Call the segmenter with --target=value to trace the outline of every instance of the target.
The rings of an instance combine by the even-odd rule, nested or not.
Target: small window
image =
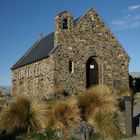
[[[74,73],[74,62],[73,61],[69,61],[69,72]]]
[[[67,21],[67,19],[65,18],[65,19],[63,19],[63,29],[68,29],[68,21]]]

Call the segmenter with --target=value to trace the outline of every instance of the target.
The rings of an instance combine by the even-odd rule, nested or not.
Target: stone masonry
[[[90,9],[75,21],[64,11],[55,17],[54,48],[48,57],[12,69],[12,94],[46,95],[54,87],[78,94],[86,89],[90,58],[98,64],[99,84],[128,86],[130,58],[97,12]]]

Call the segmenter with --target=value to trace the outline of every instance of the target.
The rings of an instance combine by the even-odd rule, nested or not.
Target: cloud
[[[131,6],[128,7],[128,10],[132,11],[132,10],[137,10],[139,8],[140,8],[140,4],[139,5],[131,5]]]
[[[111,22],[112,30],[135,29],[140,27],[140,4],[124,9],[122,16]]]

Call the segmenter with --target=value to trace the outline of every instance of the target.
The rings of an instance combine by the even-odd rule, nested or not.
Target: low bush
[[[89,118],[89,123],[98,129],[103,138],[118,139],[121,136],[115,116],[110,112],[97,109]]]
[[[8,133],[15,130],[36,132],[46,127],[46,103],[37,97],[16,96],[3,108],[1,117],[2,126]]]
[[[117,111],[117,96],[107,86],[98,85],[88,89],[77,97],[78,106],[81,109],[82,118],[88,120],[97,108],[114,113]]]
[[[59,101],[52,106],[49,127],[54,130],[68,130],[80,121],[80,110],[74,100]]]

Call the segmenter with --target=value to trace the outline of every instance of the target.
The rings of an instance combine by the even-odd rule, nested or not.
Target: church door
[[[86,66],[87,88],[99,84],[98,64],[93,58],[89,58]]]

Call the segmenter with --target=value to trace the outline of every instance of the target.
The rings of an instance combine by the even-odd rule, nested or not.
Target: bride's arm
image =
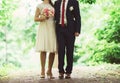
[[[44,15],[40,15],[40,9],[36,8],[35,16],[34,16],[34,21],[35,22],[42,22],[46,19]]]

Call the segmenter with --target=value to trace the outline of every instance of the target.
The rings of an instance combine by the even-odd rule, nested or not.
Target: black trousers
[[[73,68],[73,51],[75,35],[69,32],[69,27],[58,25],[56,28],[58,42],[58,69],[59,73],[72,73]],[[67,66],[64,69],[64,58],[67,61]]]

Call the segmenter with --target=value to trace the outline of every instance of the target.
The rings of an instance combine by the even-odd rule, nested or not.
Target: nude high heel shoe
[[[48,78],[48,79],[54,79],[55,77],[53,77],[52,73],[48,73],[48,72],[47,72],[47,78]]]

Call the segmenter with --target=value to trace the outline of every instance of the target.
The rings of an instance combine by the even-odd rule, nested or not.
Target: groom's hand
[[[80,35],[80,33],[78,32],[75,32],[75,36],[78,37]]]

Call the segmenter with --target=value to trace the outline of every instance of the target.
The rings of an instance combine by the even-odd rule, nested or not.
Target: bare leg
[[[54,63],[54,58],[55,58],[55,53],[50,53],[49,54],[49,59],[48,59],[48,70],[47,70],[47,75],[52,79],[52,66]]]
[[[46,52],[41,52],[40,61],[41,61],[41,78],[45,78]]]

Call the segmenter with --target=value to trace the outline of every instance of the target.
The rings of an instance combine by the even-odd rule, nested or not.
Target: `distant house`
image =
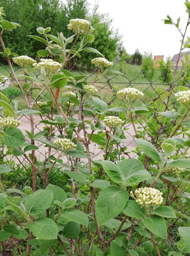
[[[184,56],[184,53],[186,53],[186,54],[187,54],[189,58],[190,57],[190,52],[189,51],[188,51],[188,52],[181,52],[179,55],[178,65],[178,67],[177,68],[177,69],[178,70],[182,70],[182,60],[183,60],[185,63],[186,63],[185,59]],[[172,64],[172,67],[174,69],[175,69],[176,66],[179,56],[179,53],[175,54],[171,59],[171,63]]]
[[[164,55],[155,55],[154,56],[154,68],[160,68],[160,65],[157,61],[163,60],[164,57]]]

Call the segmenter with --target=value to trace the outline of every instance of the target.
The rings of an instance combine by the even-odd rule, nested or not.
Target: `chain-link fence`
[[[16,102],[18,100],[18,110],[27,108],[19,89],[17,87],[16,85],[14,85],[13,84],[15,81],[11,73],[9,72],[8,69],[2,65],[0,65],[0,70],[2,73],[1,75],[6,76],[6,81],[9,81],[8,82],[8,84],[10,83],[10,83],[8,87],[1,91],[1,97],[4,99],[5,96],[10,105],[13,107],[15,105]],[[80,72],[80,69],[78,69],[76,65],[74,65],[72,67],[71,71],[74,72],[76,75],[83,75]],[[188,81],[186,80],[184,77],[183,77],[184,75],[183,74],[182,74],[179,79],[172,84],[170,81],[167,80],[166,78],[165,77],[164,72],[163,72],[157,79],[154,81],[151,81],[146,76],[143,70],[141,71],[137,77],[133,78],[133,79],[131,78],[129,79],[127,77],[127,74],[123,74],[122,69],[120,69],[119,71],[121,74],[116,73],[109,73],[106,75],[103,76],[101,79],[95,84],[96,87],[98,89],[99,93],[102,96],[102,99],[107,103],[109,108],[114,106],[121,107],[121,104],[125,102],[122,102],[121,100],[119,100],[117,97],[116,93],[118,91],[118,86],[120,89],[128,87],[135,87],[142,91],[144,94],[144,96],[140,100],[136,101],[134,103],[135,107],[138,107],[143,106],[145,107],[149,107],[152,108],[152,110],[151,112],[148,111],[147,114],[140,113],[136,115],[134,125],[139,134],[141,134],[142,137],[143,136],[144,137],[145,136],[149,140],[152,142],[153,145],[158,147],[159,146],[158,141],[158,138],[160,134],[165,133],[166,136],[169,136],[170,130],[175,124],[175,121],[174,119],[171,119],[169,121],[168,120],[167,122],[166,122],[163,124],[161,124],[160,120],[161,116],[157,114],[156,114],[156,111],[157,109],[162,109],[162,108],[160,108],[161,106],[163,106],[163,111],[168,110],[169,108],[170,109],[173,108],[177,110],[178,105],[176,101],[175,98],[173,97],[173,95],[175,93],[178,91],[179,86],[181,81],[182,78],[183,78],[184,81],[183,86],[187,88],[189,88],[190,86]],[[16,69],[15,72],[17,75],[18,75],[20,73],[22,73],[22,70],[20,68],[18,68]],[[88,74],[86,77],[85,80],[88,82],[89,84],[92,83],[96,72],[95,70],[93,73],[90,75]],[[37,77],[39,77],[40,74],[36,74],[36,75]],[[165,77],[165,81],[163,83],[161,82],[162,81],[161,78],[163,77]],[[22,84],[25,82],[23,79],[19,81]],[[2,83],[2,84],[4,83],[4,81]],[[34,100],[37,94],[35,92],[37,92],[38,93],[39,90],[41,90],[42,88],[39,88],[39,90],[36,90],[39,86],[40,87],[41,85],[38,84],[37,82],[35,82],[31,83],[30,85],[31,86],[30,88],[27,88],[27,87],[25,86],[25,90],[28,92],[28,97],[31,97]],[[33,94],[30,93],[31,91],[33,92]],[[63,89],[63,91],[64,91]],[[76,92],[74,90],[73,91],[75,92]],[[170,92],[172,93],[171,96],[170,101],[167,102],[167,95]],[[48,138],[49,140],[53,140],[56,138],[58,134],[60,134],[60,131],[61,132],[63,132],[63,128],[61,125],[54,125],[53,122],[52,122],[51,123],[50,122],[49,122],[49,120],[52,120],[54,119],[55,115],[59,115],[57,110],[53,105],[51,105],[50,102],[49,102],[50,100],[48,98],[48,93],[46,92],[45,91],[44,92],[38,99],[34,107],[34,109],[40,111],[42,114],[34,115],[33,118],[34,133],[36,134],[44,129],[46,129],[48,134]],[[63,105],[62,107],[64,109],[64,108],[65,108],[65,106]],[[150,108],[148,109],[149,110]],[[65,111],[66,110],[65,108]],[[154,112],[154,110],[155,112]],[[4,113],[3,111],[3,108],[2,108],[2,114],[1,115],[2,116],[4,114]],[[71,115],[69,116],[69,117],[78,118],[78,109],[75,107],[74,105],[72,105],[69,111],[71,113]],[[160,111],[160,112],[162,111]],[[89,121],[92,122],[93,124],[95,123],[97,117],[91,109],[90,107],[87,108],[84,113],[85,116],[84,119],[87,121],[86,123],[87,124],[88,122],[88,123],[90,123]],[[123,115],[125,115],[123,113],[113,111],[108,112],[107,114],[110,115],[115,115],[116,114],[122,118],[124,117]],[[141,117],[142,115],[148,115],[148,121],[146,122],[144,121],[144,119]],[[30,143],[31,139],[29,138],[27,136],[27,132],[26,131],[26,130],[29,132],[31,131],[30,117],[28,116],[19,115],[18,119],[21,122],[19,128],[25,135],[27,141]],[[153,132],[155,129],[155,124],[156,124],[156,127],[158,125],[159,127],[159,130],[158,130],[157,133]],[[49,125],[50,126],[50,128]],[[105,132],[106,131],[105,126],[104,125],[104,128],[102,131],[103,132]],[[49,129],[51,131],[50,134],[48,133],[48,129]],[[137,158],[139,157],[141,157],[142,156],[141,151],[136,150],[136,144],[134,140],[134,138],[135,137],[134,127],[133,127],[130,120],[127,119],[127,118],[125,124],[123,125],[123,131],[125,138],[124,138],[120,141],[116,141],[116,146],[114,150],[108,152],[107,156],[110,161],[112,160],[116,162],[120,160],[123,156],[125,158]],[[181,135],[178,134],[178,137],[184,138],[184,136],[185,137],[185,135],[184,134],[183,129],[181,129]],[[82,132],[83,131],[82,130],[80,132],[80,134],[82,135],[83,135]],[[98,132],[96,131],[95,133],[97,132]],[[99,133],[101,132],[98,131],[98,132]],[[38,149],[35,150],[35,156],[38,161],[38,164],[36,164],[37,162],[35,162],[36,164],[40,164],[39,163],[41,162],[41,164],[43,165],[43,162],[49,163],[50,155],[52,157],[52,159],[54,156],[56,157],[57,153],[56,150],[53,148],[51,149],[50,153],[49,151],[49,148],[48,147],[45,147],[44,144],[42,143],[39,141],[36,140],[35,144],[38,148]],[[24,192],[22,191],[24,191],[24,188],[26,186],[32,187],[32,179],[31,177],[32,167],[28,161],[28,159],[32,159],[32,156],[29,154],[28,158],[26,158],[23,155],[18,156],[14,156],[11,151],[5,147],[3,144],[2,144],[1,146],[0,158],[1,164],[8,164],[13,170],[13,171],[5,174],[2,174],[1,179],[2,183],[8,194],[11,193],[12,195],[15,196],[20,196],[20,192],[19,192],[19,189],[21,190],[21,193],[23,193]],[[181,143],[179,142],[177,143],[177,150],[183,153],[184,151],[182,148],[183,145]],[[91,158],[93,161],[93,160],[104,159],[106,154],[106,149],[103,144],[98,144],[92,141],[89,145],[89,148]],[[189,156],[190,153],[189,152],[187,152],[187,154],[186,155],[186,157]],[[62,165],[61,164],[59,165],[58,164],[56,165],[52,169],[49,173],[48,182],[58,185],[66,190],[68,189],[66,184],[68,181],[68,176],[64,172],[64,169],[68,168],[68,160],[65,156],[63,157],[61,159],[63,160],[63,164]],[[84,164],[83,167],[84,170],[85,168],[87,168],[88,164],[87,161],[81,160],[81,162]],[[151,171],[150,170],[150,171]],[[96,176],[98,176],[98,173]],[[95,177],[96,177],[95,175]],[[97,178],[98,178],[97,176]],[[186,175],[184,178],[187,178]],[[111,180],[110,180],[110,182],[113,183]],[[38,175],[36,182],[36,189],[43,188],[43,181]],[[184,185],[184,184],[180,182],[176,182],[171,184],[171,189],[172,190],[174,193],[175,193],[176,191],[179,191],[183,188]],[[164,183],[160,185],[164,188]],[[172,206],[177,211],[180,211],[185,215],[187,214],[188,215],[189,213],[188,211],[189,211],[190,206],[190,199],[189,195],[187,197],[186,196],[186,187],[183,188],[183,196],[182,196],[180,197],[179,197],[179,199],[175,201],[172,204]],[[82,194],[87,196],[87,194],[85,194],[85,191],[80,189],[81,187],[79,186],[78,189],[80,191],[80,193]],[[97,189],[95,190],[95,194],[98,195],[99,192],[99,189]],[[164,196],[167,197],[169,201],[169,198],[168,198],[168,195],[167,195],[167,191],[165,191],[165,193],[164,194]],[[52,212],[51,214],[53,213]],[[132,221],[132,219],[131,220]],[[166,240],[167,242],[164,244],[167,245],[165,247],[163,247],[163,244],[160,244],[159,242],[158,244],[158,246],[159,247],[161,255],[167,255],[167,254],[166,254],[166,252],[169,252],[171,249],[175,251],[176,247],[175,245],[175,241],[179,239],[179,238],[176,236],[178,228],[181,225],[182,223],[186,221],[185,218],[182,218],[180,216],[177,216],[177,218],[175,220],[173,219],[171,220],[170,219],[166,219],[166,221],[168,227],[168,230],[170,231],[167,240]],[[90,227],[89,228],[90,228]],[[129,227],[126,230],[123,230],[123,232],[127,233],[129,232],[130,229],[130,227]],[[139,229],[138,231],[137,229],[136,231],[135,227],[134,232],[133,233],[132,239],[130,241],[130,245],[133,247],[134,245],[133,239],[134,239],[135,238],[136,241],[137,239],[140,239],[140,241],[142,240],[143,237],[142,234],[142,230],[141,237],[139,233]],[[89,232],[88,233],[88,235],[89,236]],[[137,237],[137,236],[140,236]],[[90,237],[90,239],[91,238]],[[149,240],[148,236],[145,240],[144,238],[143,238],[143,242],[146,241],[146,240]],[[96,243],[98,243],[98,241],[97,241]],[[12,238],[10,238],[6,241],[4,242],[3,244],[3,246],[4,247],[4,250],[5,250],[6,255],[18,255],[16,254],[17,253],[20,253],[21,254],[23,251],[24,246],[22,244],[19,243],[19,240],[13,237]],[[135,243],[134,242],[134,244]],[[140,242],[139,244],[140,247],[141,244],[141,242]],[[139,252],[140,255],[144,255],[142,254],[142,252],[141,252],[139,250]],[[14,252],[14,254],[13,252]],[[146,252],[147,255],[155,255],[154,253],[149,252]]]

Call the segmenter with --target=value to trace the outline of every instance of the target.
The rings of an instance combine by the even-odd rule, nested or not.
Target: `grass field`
○ ○ ○ ○ ○
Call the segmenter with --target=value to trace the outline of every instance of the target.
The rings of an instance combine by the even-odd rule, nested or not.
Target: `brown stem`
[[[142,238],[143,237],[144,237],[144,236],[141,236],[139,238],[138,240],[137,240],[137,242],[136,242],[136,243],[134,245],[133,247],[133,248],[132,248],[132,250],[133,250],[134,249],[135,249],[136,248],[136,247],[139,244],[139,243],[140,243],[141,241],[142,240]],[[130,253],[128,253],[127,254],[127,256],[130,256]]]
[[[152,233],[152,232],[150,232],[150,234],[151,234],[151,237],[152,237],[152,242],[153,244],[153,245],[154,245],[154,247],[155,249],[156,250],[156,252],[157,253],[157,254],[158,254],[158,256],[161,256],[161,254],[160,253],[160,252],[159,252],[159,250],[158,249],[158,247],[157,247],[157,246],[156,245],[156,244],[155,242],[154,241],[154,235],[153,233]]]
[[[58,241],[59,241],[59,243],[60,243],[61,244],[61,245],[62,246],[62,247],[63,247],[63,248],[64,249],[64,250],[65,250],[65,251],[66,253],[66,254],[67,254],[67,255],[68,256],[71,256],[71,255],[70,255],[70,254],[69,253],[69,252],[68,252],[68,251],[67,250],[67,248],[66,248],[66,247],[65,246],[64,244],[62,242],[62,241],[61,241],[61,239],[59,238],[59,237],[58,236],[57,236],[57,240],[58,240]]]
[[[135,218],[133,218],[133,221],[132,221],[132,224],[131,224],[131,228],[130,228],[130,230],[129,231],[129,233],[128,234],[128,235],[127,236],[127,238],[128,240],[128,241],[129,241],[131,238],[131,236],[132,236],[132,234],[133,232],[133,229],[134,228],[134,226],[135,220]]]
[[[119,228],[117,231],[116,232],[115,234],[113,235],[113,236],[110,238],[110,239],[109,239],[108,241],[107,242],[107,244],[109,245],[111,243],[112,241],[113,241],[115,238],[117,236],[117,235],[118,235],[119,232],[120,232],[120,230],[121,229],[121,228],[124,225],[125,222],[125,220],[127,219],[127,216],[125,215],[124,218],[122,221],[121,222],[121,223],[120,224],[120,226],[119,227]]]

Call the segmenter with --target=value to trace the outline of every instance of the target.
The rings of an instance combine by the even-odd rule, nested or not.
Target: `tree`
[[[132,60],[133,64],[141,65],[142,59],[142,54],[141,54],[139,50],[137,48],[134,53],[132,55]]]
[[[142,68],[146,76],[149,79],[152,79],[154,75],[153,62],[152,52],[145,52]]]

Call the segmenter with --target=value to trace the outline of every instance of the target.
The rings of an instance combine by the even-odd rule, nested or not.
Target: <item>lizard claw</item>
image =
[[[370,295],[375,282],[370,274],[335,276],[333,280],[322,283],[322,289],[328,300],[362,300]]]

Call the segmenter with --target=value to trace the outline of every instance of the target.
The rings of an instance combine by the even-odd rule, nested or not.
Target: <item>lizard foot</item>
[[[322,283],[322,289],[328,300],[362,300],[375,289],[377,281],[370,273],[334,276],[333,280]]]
○ ○ ○ ○ ○
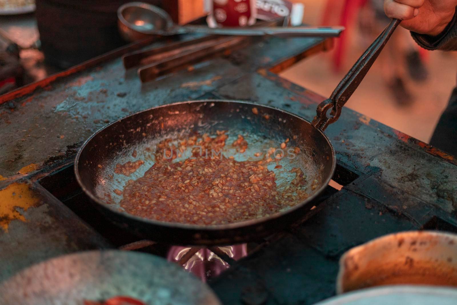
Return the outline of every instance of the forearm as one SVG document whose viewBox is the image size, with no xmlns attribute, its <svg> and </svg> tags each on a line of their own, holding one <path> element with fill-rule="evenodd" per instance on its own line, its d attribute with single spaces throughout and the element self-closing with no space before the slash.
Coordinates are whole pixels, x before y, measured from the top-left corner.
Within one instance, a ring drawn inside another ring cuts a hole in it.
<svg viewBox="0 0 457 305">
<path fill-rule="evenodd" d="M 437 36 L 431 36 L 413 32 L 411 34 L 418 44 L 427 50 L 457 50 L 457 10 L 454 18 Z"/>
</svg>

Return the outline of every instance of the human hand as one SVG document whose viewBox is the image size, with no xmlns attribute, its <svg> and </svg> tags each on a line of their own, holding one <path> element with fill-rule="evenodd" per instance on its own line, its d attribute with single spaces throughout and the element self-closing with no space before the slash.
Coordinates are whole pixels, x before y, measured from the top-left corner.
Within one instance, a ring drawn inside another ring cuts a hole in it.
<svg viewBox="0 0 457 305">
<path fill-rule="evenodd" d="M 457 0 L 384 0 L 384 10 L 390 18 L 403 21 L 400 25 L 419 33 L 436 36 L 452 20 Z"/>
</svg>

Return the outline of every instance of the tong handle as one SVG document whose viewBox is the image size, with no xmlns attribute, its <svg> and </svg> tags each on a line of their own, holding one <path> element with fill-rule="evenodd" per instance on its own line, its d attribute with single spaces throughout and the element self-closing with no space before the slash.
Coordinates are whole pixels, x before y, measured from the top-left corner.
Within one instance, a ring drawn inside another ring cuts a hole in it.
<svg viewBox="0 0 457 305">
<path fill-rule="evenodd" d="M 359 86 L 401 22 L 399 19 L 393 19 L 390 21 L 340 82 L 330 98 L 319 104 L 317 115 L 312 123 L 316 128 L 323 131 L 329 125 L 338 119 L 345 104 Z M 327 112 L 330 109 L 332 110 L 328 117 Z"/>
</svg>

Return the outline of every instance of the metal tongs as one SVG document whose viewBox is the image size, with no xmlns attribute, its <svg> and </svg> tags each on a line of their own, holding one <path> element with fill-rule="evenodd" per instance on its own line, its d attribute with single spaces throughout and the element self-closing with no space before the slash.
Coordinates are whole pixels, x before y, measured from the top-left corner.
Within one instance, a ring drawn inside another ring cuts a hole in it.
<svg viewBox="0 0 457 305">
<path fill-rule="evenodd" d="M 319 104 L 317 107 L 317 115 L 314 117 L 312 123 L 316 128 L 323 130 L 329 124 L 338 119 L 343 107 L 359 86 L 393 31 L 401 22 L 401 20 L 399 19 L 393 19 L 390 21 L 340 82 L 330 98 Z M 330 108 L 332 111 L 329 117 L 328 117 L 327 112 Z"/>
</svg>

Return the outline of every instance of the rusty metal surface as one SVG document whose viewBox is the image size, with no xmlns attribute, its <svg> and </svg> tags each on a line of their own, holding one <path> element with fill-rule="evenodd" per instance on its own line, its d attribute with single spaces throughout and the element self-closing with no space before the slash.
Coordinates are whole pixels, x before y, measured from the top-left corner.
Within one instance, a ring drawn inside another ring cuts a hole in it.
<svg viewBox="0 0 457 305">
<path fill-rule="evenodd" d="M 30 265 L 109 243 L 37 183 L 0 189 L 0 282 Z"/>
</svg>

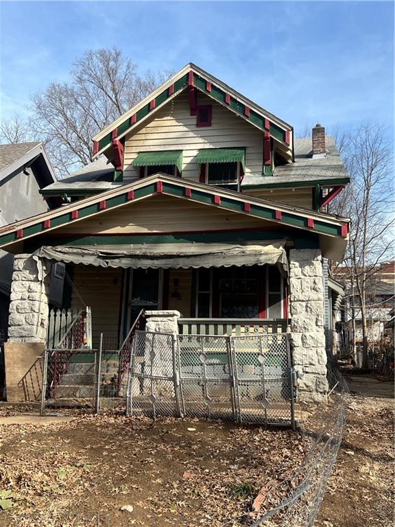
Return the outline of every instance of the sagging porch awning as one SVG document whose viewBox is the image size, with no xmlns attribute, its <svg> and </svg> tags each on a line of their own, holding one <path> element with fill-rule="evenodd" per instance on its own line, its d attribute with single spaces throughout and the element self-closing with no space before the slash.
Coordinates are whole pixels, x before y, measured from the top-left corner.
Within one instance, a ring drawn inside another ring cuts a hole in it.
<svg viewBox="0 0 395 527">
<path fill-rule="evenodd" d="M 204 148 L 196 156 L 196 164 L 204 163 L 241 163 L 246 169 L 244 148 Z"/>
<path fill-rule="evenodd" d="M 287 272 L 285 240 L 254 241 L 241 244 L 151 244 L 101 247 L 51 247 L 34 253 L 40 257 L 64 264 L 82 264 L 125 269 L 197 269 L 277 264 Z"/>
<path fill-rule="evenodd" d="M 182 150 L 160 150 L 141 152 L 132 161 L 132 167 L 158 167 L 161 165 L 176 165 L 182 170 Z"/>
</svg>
○ ○ ○ ○ ○
Your goal → Which of the lines above contain the string "item"? Pull out each of them and copy it in full.

Problem solution →
Target: <item>lizard claw</item>
Target: <item>lizard foot</item>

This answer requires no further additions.